**PROBLEM DETAILS:**
Without the pictures, set down exactly the lines from the one that contains "Target: matador's face" to the end of the entries, both included, and nothing besides.

═════ DATA

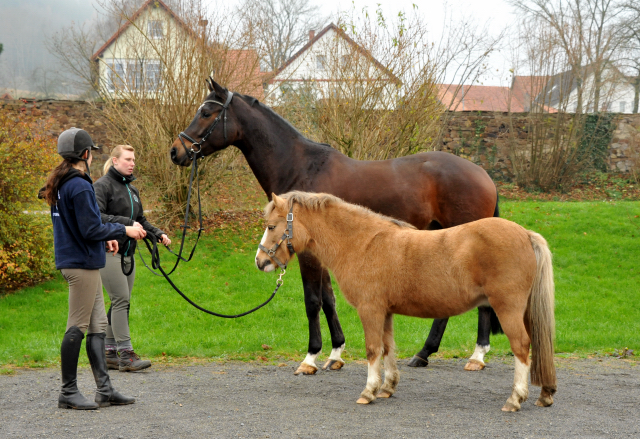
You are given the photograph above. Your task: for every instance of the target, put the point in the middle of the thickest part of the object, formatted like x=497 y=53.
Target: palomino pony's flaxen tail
x=541 y=317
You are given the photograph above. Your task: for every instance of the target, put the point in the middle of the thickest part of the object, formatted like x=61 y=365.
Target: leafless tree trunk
x=587 y=31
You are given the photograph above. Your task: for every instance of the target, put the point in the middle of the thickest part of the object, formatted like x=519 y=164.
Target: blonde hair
x=115 y=152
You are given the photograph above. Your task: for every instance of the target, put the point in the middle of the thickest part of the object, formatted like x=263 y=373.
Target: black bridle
x=192 y=153
x=287 y=235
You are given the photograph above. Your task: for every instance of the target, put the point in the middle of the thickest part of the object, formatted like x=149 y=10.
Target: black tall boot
x=70 y=396
x=106 y=394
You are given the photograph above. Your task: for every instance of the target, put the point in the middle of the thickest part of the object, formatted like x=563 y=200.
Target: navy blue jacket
x=78 y=233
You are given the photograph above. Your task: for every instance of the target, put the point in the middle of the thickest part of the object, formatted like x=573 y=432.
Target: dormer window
x=321 y=62
x=154 y=29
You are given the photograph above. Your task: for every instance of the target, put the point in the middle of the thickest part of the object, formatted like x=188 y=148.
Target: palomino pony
x=386 y=267
x=431 y=190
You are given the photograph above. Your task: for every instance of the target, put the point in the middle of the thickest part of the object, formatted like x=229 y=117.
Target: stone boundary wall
x=480 y=137
x=484 y=138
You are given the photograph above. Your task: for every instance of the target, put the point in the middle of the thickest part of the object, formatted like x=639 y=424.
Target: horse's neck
x=336 y=236
x=276 y=152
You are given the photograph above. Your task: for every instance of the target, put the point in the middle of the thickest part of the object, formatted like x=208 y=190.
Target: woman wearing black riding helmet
x=79 y=243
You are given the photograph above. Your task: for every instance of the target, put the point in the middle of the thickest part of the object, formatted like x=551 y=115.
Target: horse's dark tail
x=496 y=328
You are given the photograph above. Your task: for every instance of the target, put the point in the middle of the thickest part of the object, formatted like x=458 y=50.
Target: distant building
x=129 y=61
x=331 y=64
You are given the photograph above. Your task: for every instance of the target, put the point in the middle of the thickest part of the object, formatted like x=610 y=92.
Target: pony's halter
x=288 y=234
x=193 y=153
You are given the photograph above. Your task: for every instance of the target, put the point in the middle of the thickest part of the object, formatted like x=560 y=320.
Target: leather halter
x=192 y=153
x=288 y=234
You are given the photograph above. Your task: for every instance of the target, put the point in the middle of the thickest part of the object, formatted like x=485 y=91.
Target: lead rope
x=152 y=246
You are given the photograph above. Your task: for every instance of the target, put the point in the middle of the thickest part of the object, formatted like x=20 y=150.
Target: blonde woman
x=119 y=202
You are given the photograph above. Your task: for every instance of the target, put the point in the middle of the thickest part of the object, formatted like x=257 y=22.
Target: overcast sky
x=26 y=24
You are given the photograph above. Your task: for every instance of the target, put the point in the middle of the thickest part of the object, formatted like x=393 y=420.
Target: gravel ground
x=596 y=398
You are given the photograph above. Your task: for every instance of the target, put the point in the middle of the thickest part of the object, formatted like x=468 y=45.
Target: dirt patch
x=596 y=398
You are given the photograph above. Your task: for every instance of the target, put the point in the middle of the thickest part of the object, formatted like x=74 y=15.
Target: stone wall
x=483 y=138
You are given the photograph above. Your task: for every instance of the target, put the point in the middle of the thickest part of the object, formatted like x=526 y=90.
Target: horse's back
x=423 y=189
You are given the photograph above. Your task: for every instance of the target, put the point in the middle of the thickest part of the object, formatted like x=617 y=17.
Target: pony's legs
x=334 y=362
x=421 y=359
x=476 y=361
x=519 y=340
x=391 y=375
x=315 y=289
x=373 y=325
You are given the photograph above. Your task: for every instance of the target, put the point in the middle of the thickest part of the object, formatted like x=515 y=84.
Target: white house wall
x=305 y=71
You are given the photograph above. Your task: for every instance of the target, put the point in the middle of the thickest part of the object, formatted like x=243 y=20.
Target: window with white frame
x=133 y=75
x=154 y=29
x=321 y=62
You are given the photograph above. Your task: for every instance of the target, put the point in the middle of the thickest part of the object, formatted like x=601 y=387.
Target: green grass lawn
x=596 y=254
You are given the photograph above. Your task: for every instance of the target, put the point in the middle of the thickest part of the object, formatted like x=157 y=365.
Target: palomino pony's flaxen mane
x=321 y=201
x=384 y=268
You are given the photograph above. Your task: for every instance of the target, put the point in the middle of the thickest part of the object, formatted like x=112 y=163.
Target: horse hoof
x=508 y=407
x=544 y=402
x=474 y=365
x=418 y=362
x=306 y=369
x=333 y=365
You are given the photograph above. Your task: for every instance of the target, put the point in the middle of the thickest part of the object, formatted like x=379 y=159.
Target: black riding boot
x=106 y=394
x=70 y=396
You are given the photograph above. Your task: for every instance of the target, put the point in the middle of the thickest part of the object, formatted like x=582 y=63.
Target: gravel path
x=596 y=398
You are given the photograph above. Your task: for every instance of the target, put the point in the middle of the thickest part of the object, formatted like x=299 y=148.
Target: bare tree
x=629 y=60
x=279 y=27
x=588 y=33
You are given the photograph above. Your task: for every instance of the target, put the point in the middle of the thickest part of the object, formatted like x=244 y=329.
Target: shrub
x=27 y=155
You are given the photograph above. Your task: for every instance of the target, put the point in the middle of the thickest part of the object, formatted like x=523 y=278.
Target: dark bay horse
x=431 y=190
x=385 y=267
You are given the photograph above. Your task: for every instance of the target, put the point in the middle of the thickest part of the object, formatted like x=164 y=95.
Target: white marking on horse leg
x=308 y=365
x=335 y=362
x=336 y=353
x=476 y=361
x=391 y=375
x=520 y=386
x=480 y=352
x=310 y=359
x=271 y=266
x=374 y=381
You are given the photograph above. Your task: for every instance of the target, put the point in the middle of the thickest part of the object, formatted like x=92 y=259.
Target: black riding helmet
x=72 y=144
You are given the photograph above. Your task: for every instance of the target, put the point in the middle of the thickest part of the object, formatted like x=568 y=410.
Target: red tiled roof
x=524 y=90
x=474 y=97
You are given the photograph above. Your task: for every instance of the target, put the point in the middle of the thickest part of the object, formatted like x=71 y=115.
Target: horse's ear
x=220 y=90
x=278 y=202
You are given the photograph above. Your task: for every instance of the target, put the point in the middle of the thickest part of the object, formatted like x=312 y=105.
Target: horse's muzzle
x=265 y=265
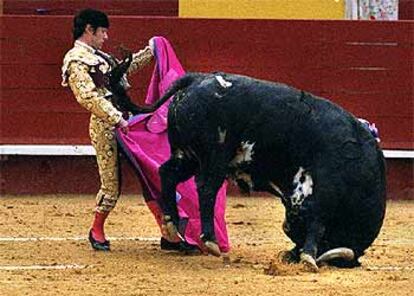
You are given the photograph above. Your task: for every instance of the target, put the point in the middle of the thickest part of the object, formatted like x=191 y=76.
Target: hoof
x=170 y=232
x=287 y=257
x=98 y=246
x=338 y=253
x=212 y=248
x=226 y=259
x=308 y=262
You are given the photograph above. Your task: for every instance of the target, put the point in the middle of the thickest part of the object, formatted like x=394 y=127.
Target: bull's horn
x=308 y=262
x=343 y=253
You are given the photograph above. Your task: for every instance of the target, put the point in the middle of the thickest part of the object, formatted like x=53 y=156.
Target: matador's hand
x=123 y=125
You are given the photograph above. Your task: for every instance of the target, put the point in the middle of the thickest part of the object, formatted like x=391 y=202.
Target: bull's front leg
x=176 y=170
x=314 y=232
x=208 y=182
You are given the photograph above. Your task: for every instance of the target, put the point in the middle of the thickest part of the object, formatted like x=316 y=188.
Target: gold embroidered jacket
x=79 y=63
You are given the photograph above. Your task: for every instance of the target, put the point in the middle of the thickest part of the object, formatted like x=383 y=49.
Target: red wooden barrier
x=70 y=7
x=406 y=10
x=367 y=67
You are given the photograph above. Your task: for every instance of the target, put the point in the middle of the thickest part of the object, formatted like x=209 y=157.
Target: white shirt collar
x=79 y=43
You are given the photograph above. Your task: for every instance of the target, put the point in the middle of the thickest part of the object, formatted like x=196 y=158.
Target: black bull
x=318 y=158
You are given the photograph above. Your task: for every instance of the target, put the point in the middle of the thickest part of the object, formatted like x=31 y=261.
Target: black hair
x=93 y=17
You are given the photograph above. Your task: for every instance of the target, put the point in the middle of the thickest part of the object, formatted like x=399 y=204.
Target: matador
x=81 y=65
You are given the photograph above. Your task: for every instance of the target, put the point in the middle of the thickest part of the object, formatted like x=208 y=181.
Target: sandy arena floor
x=60 y=261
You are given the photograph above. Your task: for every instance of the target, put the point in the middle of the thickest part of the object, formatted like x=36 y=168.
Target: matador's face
x=98 y=37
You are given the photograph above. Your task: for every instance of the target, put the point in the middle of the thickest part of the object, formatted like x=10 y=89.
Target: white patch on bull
x=222 y=135
x=179 y=154
x=244 y=153
x=304 y=187
x=276 y=188
x=223 y=83
x=245 y=177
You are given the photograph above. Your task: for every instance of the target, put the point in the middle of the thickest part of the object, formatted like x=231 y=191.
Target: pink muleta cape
x=146 y=145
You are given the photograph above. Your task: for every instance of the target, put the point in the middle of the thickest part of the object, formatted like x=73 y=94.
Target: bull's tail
x=178 y=85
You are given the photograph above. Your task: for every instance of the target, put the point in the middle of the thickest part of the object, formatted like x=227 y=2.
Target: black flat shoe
x=98 y=245
x=179 y=246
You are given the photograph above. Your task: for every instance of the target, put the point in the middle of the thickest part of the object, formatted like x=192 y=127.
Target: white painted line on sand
x=79 y=238
x=43 y=267
x=390 y=268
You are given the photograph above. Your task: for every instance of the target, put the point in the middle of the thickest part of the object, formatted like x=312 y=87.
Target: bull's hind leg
x=209 y=181
x=176 y=170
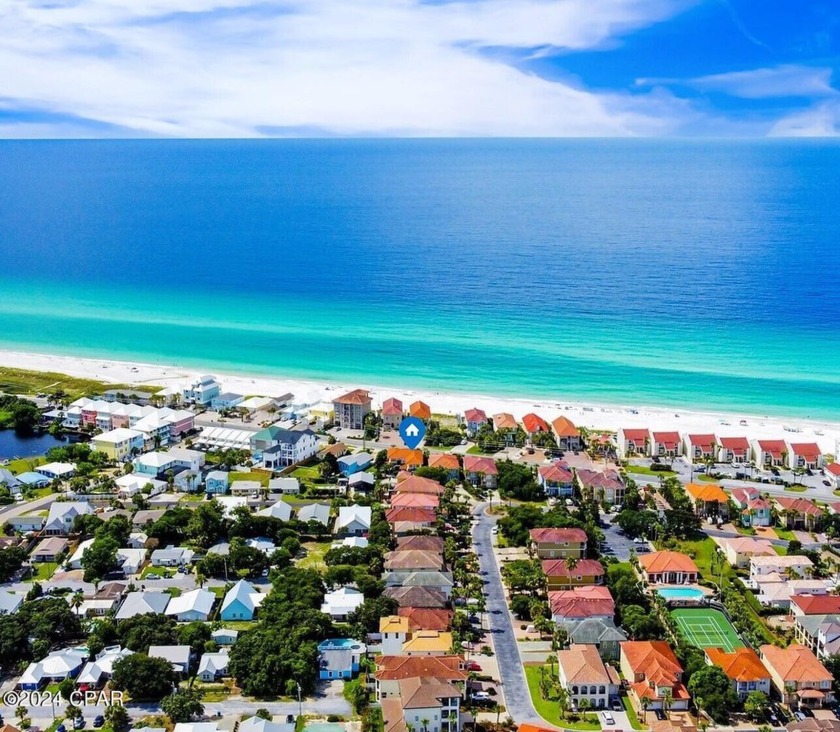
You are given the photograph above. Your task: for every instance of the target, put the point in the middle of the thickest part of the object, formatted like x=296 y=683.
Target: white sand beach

══════════

**TASK SOLUTION:**
Target: matador's face
x=98 y=37
You are given the photograph above. Your task: for every instance of the target, put the point in the middle of the thickest part of the object, formatted like x=10 y=89.
Target: white patch on bull
x=222 y=135
x=179 y=154
x=244 y=153
x=304 y=187
x=276 y=188
x=223 y=83
x=245 y=177
You are given the photograph above. Your task: for every instance of the target, put the point in the middle of the thickest part of the object, formatted like x=231 y=191.
Target: pink muleta cape
x=146 y=145
You are given the photograph above. Your task: for every instance of the target, put the point in the middle of the thickest part of the object, formatted like x=73 y=94.
Target: bull's tail
x=178 y=85
You are given the photograph above. Your task: for every instance of the target, put the point in the middle of the thickest part of the object, formatted like x=227 y=2.
Target: black flat shoe
x=98 y=245
x=179 y=246
You are given the photograph above. Your task: for every instance of the target, put the point in the middle of the thickest part of the object, formatted like x=192 y=127.
Target: white painted line on sand
x=79 y=238
x=43 y=267
x=390 y=268
You are given the photograph above. Your task: for every instance of the target, put the point in the middle of the thickest part of the object, formatted like x=312 y=87.
Target: bull's hind leg
x=209 y=181
x=176 y=170
You are given the photograph above. Your task: for every instance of the target, put the point in the middle of the thickest part of the object, formatted like x=296 y=683.
Target: white sand beach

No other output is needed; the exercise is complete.